* Extracted text *
------------------------

Bringing back By Way of the Funk
The struggle is still with us, but DANCO always sends the audience home dancing, and choreographer Jawole Willa Jo Zollar’s By Way of the Funk is another raucous good time. Dancers in black with deep fringe brought the social dances of the past alive, with Andrew Bryant in a quick moonwalk in the background. Guest artist Lamar Baylor, in a shining white jumpsuit, reprised his role from the original 2009 performance, leading the company and the audience, with Leslie Bunkley and Brena Thomas, dripping fringe in white with big, joyfully fake white afros like they just stepped out of the Parliament-Funkadelic mothership. Belous again hit the mark with the costumes, and there were probably few of us oldsters who didn’t leave determined to try at home some of those steps we remembered from our own days.
During the intermission, founder and artistic consultant Joan Myers Brown (looking fabulous in glittering silver and stiletto heels) presented the company’s first Joanie award to director and producer Lee Daniels. He’d missed the presentation last year, stuck in LA with Covid. Daniels represents the DANCO legacy in the community: as a boy, he took lessons at the school, and he credits Brown with his success today.
What, When, Where
Our Voices, Our Choices…This is Us! Choreography by Martha Nichols, Bebe Miller, Dawn Marie Bazemore, and Jawole Willa Jo Zollar. PHILADANCO!, presented by Ensemble Arts Philly. $29-$49 (with additional fees of $16 for online orders). December 6-8, 2024, at the Kimmel Cultural Campus's Perelman Theater, 260 S Broad Street, Philadelphia. (215) 387-8200 or philadanco.org.
Accessibility
The Kimmel Cultural Campus is an ADA compliant venue.

------------------------

* Listed entries *
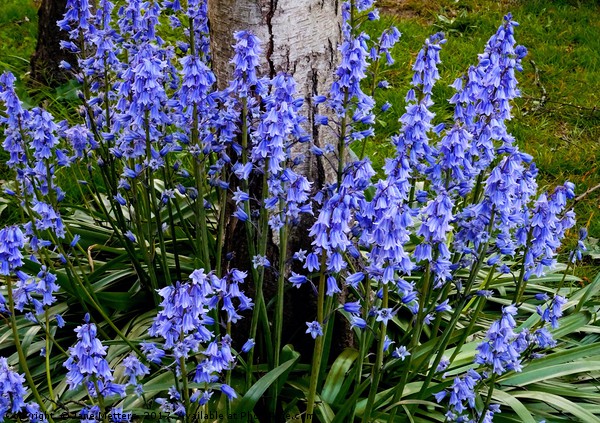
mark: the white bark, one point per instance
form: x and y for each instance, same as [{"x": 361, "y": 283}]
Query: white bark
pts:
[{"x": 299, "y": 37}]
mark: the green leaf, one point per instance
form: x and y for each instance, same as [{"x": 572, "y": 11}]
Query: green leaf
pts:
[
  {"x": 561, "y": 403},
  {"x": 527, "y": 377},
  {"x": 515, "y": 404},
  {"x": 247, "y": 403},
  {"x": 337, "y": 374}
]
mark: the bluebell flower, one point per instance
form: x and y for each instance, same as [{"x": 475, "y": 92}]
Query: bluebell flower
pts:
[
  {"x": 228, "y": 390},
  {"x": 87, "y": 363},
  {"x": 502, "y": 348},
  {"x": 400, "y": 352},
  {"x": 134, "y": 369},
  {"x": 12, "y": 390},
  {"x": 248, "y": 345},
  {"x": 314, "y": 329},
  {"x": 11, "y": 243}
]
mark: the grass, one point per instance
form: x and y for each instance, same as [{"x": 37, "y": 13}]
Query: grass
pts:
[
  {"x": 18, "y": 32},
  {"x": 557, "y": 119}
]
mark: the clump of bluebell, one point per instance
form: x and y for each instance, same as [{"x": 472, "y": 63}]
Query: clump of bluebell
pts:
[{"x": 166, "y": 161}]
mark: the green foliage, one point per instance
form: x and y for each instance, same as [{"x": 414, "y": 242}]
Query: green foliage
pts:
[{"x": 557, "y": 120}]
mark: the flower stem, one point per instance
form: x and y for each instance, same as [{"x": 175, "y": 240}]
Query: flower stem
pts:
[
  {"x": 21, "y": 354},
  {"x": 318, "y": 350}
]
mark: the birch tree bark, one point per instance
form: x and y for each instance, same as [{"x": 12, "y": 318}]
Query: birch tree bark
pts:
[
  {"x": 300, "y": 37},
  {"x": 48, "y": 54}
]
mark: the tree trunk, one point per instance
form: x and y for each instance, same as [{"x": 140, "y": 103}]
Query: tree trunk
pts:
[
  {"x": 300, "y": 37},
  {"x": 48, "y": 54}
]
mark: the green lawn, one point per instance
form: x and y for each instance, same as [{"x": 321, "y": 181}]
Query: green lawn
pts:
[{"x": 557, "y": 120}]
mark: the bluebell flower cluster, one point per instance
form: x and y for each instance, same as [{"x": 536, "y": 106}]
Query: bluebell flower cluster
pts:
[
  {"x": 12, "y": 391},
  {"x": 87, "y": 364},
  {"x": 12, "y": 241},
  {"x": 453, "y": 200}
]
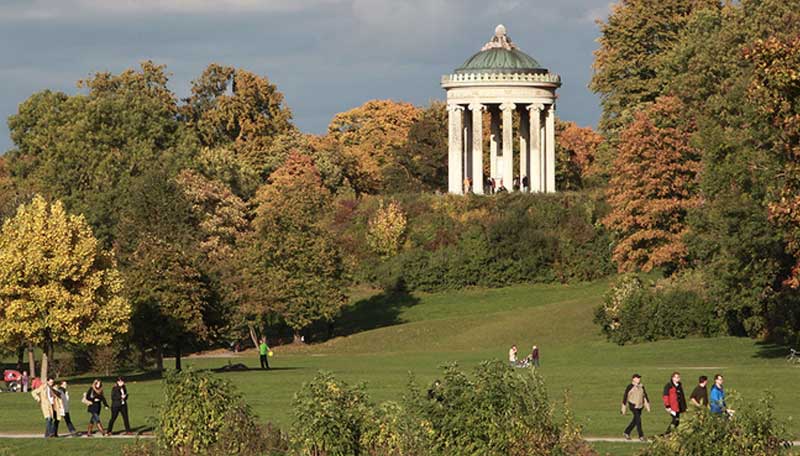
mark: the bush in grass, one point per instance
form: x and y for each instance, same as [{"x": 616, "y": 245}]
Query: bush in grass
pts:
[
  {"x": 752, "y": 431},
  {"x": 204, "y": 415},
  {"x": 673, "y": 308},
  {"x": 329, "y": 417},
  {"x": 393, "y": 431},
  {"x": 497, "y": 411}
]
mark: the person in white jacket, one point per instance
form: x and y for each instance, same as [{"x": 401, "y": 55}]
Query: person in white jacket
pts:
[{"x": 65, "y": 407}]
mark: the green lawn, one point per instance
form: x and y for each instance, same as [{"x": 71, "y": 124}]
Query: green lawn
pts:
[{"x": 392, "y": 336}]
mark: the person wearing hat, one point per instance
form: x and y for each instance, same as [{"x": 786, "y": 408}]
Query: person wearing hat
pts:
[
  {"x": 119, "y": 405},
  {"x": 635, "y": 399}
]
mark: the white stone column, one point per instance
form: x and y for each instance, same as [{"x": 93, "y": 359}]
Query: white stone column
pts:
[
  {"x": 508, "y": 145},
  {"x": 477, "y": 147},
  {"x": 524, "y": 140},
  {"x": 535, "y": 135},
  {"x": 494, "y": 141},
  {"x": 550, "y": 150},
  {"x": 454, "y": 177}
]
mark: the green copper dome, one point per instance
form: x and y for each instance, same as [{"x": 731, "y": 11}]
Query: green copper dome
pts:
[{"x": 500, "y": 55}]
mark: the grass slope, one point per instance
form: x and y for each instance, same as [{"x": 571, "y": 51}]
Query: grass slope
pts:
[{"x": 392, "y": 335}]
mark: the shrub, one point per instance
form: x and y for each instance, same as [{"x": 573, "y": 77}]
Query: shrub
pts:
[
  {"x": 497, "y": 411},
  {"x": 392, "y": 431},
  {"x": 753, "y": 431},
  {"x": 204, "y": 415},
  {"x": 329, "y": 417},
  {"x": 386, "y": 230},
  {"x": 672, "y": 308}
]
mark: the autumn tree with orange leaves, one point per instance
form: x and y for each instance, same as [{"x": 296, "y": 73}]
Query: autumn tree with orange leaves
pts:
[
  {"x": 369, "y": 135},
  {"x": 576, "y": 149},
  {"x": 654, "y": 186}
]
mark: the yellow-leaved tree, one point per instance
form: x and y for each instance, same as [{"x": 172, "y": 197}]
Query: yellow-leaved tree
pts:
[{"x": 57, "y": 285}]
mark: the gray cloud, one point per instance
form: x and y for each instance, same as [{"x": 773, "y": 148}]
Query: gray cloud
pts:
[{"x": 325, "y": 55}]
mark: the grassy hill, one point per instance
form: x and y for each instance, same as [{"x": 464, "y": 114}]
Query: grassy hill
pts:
[{"x": 385, "y": 337}]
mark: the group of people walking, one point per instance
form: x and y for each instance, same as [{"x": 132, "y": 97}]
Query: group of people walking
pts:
[
  {"x": 636, "y": 400},
  {"x": 531, "y": 360},
  {"x": 54, "y": 401}
]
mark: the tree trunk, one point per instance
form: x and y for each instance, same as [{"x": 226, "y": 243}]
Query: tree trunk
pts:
[
  {"x": 47, "y": 354},
  {"x": 253, "y": 335},
  {"x": 20, "y": 357},
  {"x": 160, "y": 358},
  {"x": 31, "y": 362},
  {"x": 177, "y": 356}
]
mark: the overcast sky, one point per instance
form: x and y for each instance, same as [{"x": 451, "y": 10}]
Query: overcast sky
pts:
[{"x": 326, "y": 56}]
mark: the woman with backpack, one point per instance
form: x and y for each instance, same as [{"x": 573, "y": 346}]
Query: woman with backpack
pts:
[
  {"x": 94, "y": 398},
  {"x": 635, "y": 398}
]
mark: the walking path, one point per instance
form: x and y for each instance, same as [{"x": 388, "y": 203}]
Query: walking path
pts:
[
  {"x": 150, "y": 436},
  {"x": 796, "y": 443},
  {"x": 81, "y": 436}
]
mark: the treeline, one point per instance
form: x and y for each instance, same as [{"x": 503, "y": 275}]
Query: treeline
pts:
[
  {"x": 700, "y": 113},
  {"x": 213, "y": 217}
]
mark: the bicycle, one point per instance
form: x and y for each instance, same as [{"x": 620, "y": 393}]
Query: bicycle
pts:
[{"x": 793, "y": 357}]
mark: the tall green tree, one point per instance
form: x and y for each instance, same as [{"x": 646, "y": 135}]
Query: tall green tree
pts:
[
  {"x": 626, "y": 65},
  {"x": 160, "y": 251},
  {"x": 85, "y": 149},
  {"x": 57, "y": 285},
  {"x": 235, "y": 108},
  {"x": 730, "y": 234},
  {"x": 295, "y": 267}
]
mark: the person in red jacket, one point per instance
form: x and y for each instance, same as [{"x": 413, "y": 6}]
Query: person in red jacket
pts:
[{"x": 674, "y": 400}]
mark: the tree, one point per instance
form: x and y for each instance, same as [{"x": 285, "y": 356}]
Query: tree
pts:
[
  {"x": 370, "y": 134},
  {"x": 160, "y": 251},
  {"x": 84, "y": 149},
  {"x": 776, "y": 88},
  {"x": 167, "y": 291},
  {"x": 295, "y": 267},
  {"x": 744, "y": 165},
  {"x": 576, "y": 150},
  {"x": 56, "y": 284},
  {"x": 235, "y": 108},
  {"x": 421, "y": 163},
  {"x": 626, "y": 65},
  {"x": 654, "y": 187}
]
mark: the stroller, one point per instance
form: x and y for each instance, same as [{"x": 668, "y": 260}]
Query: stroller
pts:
[{"x": 13, "y": 379}]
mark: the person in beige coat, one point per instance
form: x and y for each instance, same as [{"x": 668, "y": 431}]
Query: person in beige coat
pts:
[{"x": 50, "y": 402}]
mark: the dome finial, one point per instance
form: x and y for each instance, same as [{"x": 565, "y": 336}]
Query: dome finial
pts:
[{"x": 500, "y": 40}]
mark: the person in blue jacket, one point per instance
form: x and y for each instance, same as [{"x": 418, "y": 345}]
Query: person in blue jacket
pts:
[{"x": 717, "y": 398}]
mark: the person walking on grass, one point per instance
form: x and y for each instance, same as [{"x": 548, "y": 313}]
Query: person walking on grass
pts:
[
  {"x": 46, "y": 398},
  {"x": 635, "y": 399},
  {"x": 699, "y": 397},
  {"x": 512, "y": 356},
  {"x": 94, "y": 399},
  {"x": 674, "y": 400},
  {"x": 119, "y": 405},
  {"x": 718, "y": 405},
  {"x": 263, "y": 352},
  {"x": 64, "y": 394}
]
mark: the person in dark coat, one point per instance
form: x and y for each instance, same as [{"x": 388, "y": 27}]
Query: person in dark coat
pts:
[
  {"x": 674, "y": 400},
  {"x": 93, "y": 399},
  {"x": 119, "y": 405}
]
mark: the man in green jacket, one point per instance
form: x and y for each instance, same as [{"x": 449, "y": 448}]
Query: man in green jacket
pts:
[{"x": 263, "y": 350}]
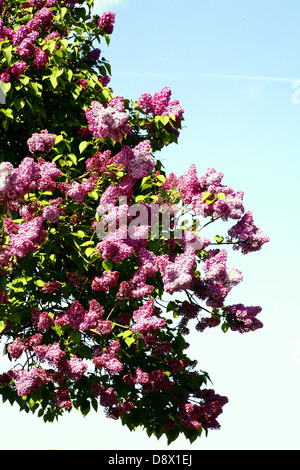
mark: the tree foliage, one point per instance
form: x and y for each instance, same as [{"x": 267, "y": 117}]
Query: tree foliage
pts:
[{"x": 89, "y": 315}]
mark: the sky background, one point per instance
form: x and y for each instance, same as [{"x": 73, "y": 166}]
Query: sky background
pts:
[{"x": 232, "y": 65}]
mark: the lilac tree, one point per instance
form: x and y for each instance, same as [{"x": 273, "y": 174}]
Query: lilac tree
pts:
[{"x": 86, "y": 258}]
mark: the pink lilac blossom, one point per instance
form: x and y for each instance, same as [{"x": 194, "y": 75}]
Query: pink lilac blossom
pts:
[
  {"x": 106, "y": 281},
  {"x": 26, "y": 47},
  {"x": 250, "y": 237},
  {"x": 7, "y": 179},
  {"x": 151, "y": 381},
  {"x": 145, "y": 320},
  {"x": 216, "y": 270},
  {"x": 61, "y": 398},
  {"x": 79, "y": 318},
  {"x": 114, "y": 192},
  {"x": 98, "y": 162},
  {"x": 160, "y": 105},
  {"x": 51, "y": 353},
  {"x": 16, "y": 70},
  {"x": 108, "y": 358},
  {"x": 51, "y": 213},
  {"x": 48, "y": 170},
  {"x": 108, "y": 121},
  {"x": 106, "y": 22},
  {"x": 27, "y": 382},
  {"x": 51, "y": 287},
  {"x": 41, "y": 320},
  {"x": 78, "y": 191},
  {"x": 41, "y": 59},
  {"x": 16, "y": 348},
  {"x": 243, "y": 319},
  {"x": 120, "y": 245},
  {"x": 42, "y": 142},
  {"x": 75, "y": 368},
  {"x": 27, "y": 175},
  {"x": 137, "y": 161},
  {"x": 177, "y": 275}
]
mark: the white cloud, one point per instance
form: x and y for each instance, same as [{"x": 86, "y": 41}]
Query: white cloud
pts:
[
  {"x": 103, "y": 5},
  {"x": 257, "y": 78}
]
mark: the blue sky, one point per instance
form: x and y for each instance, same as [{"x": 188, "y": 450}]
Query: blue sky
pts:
[{"x": 232, "y": 65}]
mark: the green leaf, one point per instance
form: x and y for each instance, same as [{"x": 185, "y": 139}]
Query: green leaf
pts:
[
  {"x": 107, "y": 265},
  {"x": 8, "y": 54},
  {"x": 225, "y": 327},
  {"x": 83, "y": 145},
  {"x": 73, "y": 158},
  {"x": 89, "y": 251},
  {"x": 7, "y": 112},
  {"x": 3, "y": 324}
]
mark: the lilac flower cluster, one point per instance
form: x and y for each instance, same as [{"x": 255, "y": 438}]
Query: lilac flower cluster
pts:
[
  {"x": 145, "y": 320},
  {"x": 107, "y": 358},
  {"x": 137, "y": 162},
  {"x": 160, "y": 105},
  {"x": 109, "y": 120},
  {"x": 106, "y": 21},
  {"x": 177, "y": 275},
  {"x": 250, "y": 237},
  {"x": 205, "y": 414},
  {"x": 42, "y": 142},
  {"x": 243, "y": 319},
  {"x": 15, "y": 70},
  {"x": 150, "y": 381}
]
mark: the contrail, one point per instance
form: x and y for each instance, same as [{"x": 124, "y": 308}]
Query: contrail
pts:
[{"x": 260, "y": 78}]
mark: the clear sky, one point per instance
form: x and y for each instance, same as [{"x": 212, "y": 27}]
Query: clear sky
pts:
[{"x": 232, "y": 64}]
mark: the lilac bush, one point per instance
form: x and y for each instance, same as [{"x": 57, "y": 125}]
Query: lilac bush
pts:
[{"x": 92, "y": 245}]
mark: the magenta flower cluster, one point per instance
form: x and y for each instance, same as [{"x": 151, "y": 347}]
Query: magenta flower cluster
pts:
[
  {"x": 109, "y": 120},
  {"x": 104, "y": 302}
]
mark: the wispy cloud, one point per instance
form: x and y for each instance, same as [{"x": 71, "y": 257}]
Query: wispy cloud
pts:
[{"x": 256, "y": 78}]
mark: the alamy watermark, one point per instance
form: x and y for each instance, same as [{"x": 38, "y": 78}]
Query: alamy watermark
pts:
[
  {"x": 2, "y": 93},
  {"x": 138, "y": 221}
]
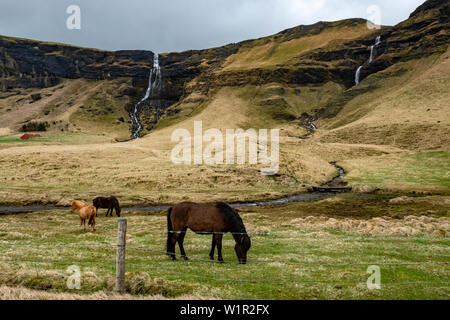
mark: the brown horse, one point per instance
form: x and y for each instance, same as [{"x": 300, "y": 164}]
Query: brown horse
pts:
[
  {"x": 215, "y": 219},
  {"x": 107, "y": 203},
  {"x": 84, "y": 213}
]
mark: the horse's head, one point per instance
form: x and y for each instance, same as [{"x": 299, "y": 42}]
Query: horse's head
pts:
[
  {"x": 73, "y": 206},
  {"x": 242, "y": 246}
]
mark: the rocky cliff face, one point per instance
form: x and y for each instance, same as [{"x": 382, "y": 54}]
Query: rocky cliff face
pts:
[{"x": 33, "y": 64}]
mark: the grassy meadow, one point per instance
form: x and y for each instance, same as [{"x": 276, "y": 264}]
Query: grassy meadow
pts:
[
  {"x": 391, "y": 134},
  {"x": 318, "y": 250}
]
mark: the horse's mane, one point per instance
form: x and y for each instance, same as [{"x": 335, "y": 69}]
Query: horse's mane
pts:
[{"x": 233, "y": 218}]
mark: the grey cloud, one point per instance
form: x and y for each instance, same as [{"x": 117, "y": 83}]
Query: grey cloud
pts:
[{"x": 176, "y": 25}]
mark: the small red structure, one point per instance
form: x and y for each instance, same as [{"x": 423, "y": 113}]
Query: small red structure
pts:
[{"x": 27, "y": 136}]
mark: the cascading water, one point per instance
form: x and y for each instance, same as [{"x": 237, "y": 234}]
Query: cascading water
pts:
[
  {"x": 358, "y": 71},
  {"x": 377, "y": 42},
  {"x": 357, "y": 75},
  {"x": 154, "y": 83}
]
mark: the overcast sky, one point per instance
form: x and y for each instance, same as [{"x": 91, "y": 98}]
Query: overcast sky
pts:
[{"x": 177, "y": 25}]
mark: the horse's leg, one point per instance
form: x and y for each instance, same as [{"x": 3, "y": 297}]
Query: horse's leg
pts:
[
  {"x": 219, "y": 246},
  {"x": 213, "y": 247},
  {"x": 171, "y": 241},
  {"x": 180, "y": 244}
]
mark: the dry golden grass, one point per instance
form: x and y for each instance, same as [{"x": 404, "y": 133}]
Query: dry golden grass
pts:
[
  {"x": 409, "y": 110},
  {"x": 272, "y": 53}
]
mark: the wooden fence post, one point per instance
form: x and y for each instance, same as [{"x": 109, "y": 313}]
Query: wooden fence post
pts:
[{"x": 120, "y": 256}]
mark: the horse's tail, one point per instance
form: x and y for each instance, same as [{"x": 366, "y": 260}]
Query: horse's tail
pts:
[
  {"x": 92, "y": 216},
  {"x": 169, "y": 230}
]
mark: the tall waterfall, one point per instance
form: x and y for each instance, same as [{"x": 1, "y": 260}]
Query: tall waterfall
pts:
[
  {"x": 154, "y": 83},
  {"x": 357, "y": 75},
  {"x": 358, "y": 71},
  {"x": 377, "y": 42}
]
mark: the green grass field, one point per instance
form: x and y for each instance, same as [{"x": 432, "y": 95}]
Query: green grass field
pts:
[{"x": 317, "y": 250}]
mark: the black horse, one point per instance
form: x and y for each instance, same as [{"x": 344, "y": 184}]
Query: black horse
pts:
[
  {"x": 215, "y": 219},
  {"x": 107, "y": 203}
]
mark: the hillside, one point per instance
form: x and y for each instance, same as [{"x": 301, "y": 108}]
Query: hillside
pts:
[{"x": 390, "y": 132}]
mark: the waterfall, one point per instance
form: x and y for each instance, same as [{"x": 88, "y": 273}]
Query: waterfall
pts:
[
  {"x": 358, "y": 71},
  {"x": 154, "y": 83},
  {"x": 371, "y": 54},
  {"x": 357, "y": 75}
]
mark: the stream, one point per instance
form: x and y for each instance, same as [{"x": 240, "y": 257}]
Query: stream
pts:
[{"x": 327, "y": 190}]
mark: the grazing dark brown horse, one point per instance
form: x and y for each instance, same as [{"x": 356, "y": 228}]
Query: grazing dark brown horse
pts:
[
  {"x": 215, "y": 219},
  {"x": 107, "y": 203}
]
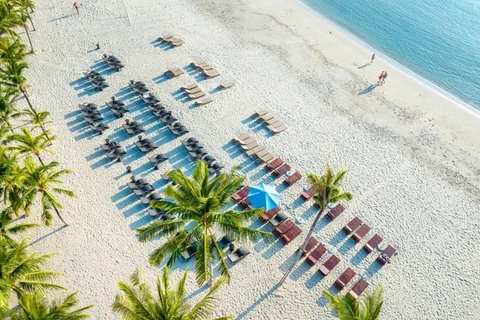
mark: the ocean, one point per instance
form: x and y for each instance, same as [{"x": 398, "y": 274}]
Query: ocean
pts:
[{"x": 438, "y": 40}]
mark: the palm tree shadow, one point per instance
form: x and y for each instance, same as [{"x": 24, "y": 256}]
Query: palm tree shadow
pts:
[
  {"x": 46, "y": 235},
  {"x": 257, "y": 302},
  {"x": 368, "y": 89}
]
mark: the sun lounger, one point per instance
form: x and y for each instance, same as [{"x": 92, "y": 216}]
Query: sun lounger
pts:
[
  {"x": 358, "y": 288},
  {"x": 311, "y": 244},
  {"x": 284, "y": 168},
  {"x": 292, "y": 179},
  {"x": 240, "y": 138},
  {"x": 225, "y": 85},
  {"x": 329, "y": 265},
  {"x": 241, "y": 194},
  {"x": 245, "y": 203},
  {"x": 258, "y": 114},
  {"x": 345, "y": 278},
  {"x": 335, "y": 212},
  {"x": 249, "y": 146},
  {"x": 204, "y": 101},
  {"x": 274, "y": 164},
  {"x": 193, "y": 91},
  {"x": 389, "y": 252},
  {"x": 223, "y": 242},
  {"x": 237, "y": 253},
  {"x": 373, "y": 243},
  {"x": 265, "y": 158},
  {"x": 211, "y": 73},
  {"x": 277, "y": 128},
  {"x": 267, "y": 215},
  {"x": 306, "y": 195},
  {"x": 197, "y": 95},
  {"x": 165, "y": 38},
  {"x": 189, "y": 86},
  {"x": 177, "y": 43},
  {"x": 290, "y": 235},
  {"x": 352, "y": 225},
  {"x": 256, "y": 151},
  {"x": 284, "y": 227},
  {"x": 190, "y": 252},
  {"x": 174, "y": 72},
  {"x": 316, "y": 255},
  {"x": 247, "y": 140},
  {"x": 360, "y": 233}
]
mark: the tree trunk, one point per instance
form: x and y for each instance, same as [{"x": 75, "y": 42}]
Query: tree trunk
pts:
[
  {"x": 31, "y": 21},
  {"x": 299, "y": 253},
  {"x": 58, "y": 214},
  {"x": 29, "y": 39},
  {"x": 40, "y": 159}
]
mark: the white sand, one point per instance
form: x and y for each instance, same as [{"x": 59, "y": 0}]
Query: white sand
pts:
[{"x": 413, "y": 155}]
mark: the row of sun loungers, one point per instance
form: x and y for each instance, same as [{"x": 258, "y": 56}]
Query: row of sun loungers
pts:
[
  {"x": 113, "y": 62},
  {"x": 194, "y": 92},
  {"x": 113, "y": 150},
  {"x": 172, "y": 40},
  {"x": 198, "y": 151},
  {"x": 96, "y": 80},
  {"x": 273, "y": 124}
]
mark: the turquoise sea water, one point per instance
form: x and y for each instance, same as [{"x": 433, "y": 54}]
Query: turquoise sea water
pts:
[{"x": 437, "y": 39}]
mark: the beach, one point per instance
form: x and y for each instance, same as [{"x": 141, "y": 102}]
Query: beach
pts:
[{"x": 412, "y": 154}]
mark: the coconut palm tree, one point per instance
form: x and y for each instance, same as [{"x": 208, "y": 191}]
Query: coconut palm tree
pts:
[
  {"x": 197, "y": 203},
  {"x": 137, "y": 301},
  {"x": 349, "y": 308},
  {"x": 6, "y": 227},
  {"x": 327, "y": 191},
  {"x": 40, "y": 180},
  {"x": 12, "y": 177},
  {"x": 27, "y": 143},
  {"x": 21, "y": 271},
  {"x": 35, "y": 306}
]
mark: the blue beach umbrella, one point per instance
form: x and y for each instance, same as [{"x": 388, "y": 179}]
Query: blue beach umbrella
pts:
[{"x": 264, "y": 196}]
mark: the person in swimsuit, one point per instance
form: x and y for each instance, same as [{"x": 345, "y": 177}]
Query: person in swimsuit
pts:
[{"x": 380, "y": 77}]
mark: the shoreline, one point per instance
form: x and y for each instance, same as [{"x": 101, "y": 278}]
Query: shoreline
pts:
[{"x": 394, "y": 63}]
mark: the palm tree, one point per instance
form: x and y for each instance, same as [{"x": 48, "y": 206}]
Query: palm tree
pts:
[
  {"x": 138, "y": 302},
  {"x": 349, "y": 308},
  {"x": 41, "y": 180},
  {"x": 12, "y": 178},
  {"x": 21, "y": 271},
  {"x": 327, "y": 191},
  {"x": 28, "y": 143},
  {"x": 35, "y": 306},
  {"x": 6, "y": 229},
  {"x": 198, "y": 202}
]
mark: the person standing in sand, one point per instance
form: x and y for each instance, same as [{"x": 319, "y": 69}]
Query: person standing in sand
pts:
[
  {"x": 384, "y": 77},
  {"x": 380, "y": 77},
  {"x": 76, "y": 6}
]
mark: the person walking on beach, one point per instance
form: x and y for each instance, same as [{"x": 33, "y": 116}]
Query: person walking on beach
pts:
[
  {"x": 384, "y": 77},
  {"x": 380, "y": 77},
  {"x": 76, "y": 6}
]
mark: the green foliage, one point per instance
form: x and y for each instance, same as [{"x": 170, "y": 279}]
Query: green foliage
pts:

------------------------

* Exercise directions *
Copy out the PHILADANCO review above word for word, from its first line to its last.

* Answer to the exercise *
Bringing back By Way of the Funk
The struggle is still with us, but DANCO always sends the audience home dancing, and choreographer Jawole Willa Jo Zollar’s By Way of the Funk is another raucous good time. Dancers in black with deep fringe brought the social dances of the past alive, with Andrew Bryant in a quick moonwalk in the background. Guest artist Lamar Baylor, in a shining white jumpsuit, reprised his role from the original 2009 performance, leading the company and the audience, with Leslie Bunkley and Brena Thomas, dripping fringe in white with big, joyfully fake white afros like they just stepped out of the Parliament-Funkadelic mothership. Belous again hit the mark with the costumes, and there were probably few of us oldsters who didn’t leave determined to try at home some of those steps we remembered from our own days.
During the intermission, founder and artistic consultant Joan Myers Brown (looking fabulous in glittering silver and stiletto heels) presented the company’s first Joanie award to director and producer Lee Daniels. He’d missed the presentation last year, stuck in LA with Covid. Daniels represents the DANCO legacy in the community: as a boy, he took lessons at the school, and he credits Brown with his success today.
What, When, Where
Our Voices, Our Choices…This is Us! Choreography by Martha Nichols, Bebe Miller, Dawn Marie Bazemore, and Jawole Willa Jo Zollar. PHILADANCO!, presented by Ensemble Arts Philly. $29-$49 (with additional fees of $16 for online orders). December 6-8, 2024, at the Kimmel Cultural Campus's Perelman Theater, 260 S Broad Street, Philadelphia. (215) 387-8200 or philadanco.org.
Accessibility
The Kimmel Cultural Campus is an ADA compliant venue.